Activity
Report every line of the records beneath this task that holds the string "carved".

=== Begin Enclosure ===

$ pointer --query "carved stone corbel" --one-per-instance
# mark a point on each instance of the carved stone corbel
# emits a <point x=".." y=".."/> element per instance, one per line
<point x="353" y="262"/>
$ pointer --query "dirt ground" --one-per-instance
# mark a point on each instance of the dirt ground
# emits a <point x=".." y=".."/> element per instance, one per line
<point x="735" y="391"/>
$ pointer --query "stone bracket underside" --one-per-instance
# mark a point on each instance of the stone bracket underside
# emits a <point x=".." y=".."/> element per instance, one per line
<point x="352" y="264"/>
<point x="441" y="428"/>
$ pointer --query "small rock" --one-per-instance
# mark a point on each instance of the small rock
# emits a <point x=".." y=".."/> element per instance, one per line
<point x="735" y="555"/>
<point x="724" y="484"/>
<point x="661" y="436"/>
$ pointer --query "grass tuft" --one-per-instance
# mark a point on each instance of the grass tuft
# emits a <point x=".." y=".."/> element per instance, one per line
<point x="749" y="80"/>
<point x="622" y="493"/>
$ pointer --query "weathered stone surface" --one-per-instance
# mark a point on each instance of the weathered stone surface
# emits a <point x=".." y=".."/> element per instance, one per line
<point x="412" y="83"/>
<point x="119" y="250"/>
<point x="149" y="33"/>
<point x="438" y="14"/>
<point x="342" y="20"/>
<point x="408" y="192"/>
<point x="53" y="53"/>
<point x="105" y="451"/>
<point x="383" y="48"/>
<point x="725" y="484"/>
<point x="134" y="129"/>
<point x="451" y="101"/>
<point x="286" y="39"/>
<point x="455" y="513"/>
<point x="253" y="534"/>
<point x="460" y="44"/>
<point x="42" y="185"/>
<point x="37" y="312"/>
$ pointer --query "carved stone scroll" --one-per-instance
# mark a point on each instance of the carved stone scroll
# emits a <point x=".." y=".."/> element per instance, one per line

=== End Enclosure ===

Response area
$ pointer --query "carved stone corbel" --one-per-instance
# mark a point on each instance of the carved stone corbel
$ pointer --query "carved stone scroll" --one-per-instance
# mark a point on each instance of the carved stone scroll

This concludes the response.